**ASSIGNMENT:** Below this line is a set of entries; quote exactly the lines from the line that contains "Target: cabinet drawer" to the line that contains "Report one point per instance of the white wall", both lines included.

◆ ◆ ◆ ◆ ◆ ◆ ◆

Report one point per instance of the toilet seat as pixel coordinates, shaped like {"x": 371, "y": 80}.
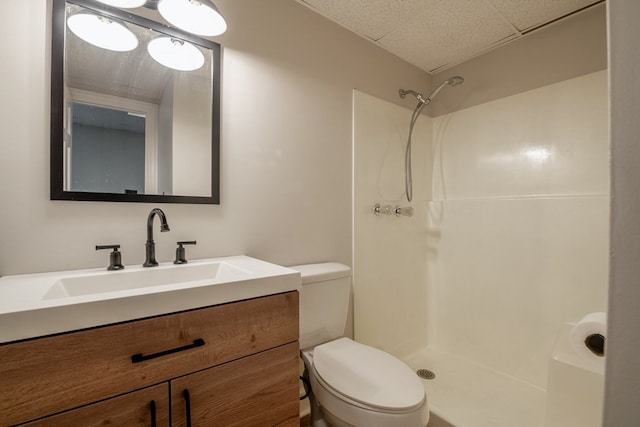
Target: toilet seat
{"x": 368, "y": 376}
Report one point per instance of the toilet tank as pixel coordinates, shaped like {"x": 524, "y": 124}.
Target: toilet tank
{"x": 324, "y": 302}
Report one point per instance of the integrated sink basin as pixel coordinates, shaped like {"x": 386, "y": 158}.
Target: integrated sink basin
{"x": 33, "y": 305}
{"x": 122, "y": 280}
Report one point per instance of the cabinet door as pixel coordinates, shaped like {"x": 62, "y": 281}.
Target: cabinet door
{"x": 148, "y": 407}
{"x": 259, "y": 390}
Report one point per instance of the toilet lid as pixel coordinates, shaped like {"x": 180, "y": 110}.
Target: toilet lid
{"x": 368, "y": 375}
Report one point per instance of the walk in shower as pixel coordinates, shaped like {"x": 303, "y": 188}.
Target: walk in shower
{"x": 507, "y": 247}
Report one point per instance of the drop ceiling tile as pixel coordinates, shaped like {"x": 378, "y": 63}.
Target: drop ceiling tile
{"x": 449, "y": 32}
{"x": 527, "y": 14}
{"x": 370, "y": 18}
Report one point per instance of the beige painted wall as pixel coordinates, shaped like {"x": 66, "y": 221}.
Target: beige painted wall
{"x": 622, "y": 374}
{"x": 287, "y": 83}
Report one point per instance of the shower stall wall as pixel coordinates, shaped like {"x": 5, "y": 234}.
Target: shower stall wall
{"x": 511, "y": 243}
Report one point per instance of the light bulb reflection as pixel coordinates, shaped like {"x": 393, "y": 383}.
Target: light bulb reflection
{"x": 124, "y": 4}
{"x": 175, "y": 54}
{"x": 102, "y": 32}
{"x": 198, "y": 17}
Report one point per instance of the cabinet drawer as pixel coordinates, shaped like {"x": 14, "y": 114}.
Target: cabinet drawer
{"x": 132, "y": 410}
{"x": 258, "y": 390}
{"x": 48, "y": 375}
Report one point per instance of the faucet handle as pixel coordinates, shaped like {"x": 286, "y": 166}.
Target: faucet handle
{"x": 181, "y": 254}
{"x": 115, "y": 257}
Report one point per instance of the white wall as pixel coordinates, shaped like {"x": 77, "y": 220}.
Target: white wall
{"x": 288, "y": 77}
{"x": 390, "y": 301}
{"x": 519, "y": 224}
{"x": 191, "y": 166}
{"x": 622, "y": 373}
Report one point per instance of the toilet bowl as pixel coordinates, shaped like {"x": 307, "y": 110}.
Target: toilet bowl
{"x": 352, "y": 384}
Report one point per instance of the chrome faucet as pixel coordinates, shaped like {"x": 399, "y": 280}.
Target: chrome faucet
{"x": 150, "y": 246}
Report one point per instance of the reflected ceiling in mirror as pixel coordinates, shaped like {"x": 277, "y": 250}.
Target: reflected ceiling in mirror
{"x": 129, "y": 126}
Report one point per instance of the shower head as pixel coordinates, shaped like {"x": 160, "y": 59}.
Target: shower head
{"x": 451, "y": 81}
{"x": 454, "y": 81}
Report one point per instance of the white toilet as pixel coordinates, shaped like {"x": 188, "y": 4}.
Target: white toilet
{"x": 352, "y": 384}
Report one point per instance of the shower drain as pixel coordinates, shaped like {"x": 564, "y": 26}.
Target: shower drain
{"x": 426, "y": 374}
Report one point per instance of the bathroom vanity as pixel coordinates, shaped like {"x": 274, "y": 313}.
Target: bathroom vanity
{"x": 228, "y": 363}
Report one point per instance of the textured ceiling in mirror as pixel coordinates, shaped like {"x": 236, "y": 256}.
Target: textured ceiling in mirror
{"x": 133, "y": 75}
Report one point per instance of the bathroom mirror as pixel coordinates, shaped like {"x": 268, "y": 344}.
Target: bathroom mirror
{"x": 127, "y": 126}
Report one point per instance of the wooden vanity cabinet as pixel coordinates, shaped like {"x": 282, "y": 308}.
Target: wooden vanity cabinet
{"x": 259, "y": 390}
{"x": 142, "y": 408}
{"x": 238, "y": 362}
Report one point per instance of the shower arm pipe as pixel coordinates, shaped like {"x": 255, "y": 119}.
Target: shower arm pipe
{"x": 422, "y": 102}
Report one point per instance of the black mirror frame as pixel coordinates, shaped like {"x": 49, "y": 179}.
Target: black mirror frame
{"x": 57, "y": 109}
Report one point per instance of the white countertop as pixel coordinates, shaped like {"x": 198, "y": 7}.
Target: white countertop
{"x": 32, "y": 305}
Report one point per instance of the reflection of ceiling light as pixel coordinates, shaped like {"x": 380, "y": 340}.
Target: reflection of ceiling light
{"x": 125, "y": 4}
{"x": 102, "y": 32}
{"x": 196, "y": 16}
{"x": 176, "y": 54}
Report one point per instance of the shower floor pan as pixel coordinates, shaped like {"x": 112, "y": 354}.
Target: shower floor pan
{"x": 464, "y": 394}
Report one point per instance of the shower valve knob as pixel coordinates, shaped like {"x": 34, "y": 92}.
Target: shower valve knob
{"x": 386, "y": 209}
{"x": 407, "y": 211}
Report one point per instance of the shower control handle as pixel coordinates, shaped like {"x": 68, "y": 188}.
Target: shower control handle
{"x": 386, "y": 209}
{"x": 406, "y": 211}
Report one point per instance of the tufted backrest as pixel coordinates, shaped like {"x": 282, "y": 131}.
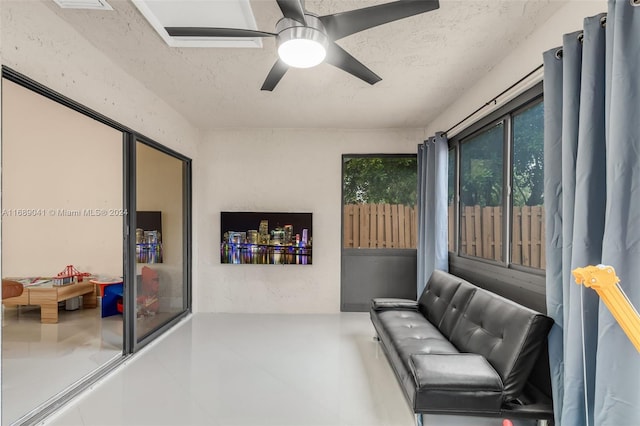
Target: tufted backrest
{"x": 443, "y": 300}
{"x": 507, "y": 334}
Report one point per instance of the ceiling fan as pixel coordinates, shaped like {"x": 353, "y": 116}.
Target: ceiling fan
{"x": 305, "y": 40}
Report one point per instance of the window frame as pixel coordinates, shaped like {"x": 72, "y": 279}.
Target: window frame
{"x": 504, "y": 115}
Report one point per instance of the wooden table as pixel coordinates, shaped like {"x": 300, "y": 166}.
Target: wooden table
{"x": 47, "y": 296}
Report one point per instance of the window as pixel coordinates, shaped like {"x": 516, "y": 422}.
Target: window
{"x": 379, "y": 201}
{"x": 499, "y": 186}
{"x": 451, "y": 213}
{"x": 481, "y": 170}
{"x": 527, "y": 215}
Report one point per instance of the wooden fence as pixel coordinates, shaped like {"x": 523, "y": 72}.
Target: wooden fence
{"x": 481, "y": 234}
{"x": 379, "y": 226}
{"x": 395, "y": 226}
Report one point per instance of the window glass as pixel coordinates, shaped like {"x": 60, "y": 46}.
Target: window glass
{"x": 481, "y": 183}
{"x": 379, "y": 201}
{"x": 451, "y": 187}
{"x": 527, "y": 236}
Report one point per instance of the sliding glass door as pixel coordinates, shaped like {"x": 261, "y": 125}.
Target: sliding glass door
{"x": 161, "y": 247}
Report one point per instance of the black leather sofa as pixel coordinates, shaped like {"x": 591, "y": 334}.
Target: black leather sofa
{"x": 463, "y": 350}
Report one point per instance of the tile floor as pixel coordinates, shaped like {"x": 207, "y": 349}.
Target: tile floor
{"x": 40, "y": 360}
{"x": 255, "y": 370}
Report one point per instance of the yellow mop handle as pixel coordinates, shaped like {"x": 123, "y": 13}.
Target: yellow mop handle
{"x": 603, "y": 280}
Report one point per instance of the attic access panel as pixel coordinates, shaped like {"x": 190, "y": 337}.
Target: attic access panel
{"x": 212, "y": 13}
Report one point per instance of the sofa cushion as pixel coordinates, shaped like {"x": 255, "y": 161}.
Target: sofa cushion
{"x": 456, "y": 383}
{"x": 443, "y": 300}
{"x": 507, "y": 334}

◆ ◆ ◆ ◆ ◆ ◆ ◆

**SOLUTION TO THE PROBLEM:**
Target: cabinet drawer
{"x": 132, "y": 410}
{"x": 258, "y": 390}
{"x": 48, "y": 375}
Report one point per instance of the faucet handle as pixel coordinates, shaped like {"x": 286, "y": 166}.
Target: faucet handle
{"x": 181, "y": 254}
{"x": 115, "y": 257}
Report one point per instance of the white wall as pixel coordinates, shaped like {"x": 77, "y": 220}.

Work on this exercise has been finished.